» YOUR GOAL: Reproduce verbatim the lines of the listing below, beginning at the line that contains "Flashcard review: The grassy" and continuing through the final line of the listing, both included.

--- Begin DATA LINES ---

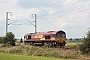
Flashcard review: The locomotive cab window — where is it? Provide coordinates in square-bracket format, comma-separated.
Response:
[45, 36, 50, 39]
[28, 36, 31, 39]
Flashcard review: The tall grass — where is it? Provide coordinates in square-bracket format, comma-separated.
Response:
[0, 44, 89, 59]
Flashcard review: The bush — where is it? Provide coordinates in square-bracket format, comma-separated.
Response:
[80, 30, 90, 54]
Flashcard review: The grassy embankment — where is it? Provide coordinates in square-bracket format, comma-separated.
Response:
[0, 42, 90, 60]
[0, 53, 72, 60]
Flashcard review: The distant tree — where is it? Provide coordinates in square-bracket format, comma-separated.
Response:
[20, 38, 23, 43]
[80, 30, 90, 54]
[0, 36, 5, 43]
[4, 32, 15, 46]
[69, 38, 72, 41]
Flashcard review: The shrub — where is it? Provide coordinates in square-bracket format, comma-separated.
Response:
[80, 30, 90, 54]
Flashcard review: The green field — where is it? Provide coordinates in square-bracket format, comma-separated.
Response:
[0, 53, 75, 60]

--- End DATA LINES ---

» RESULT:
Flashcard review: The grassy embankment — where is it? Provide coordinates in square-bracket format, comma-separated.
Response:
[0, 42, 90, 60]
[0, 53, 72, 60]
Flashcard review: The distant tree — where is it? Provide coordinates in square-bracket format, comma-separated.
Response:
[20, 38, 23, 43]
[80, 30, 90, 54]
[0, 36, 5, 43]
[4, 32, 15, 46]
[69, 38, 72, 41]
Flashcard review: The shrub — where is it? Provide coordinates in square-bracket format, comma-separated.
Response:
[80, 30, 90, 54]
Flashcard review: The green field — where is it? Provide coordinates in square-bracket format, comma-separated.
Response:
[0, 53, 75, 60]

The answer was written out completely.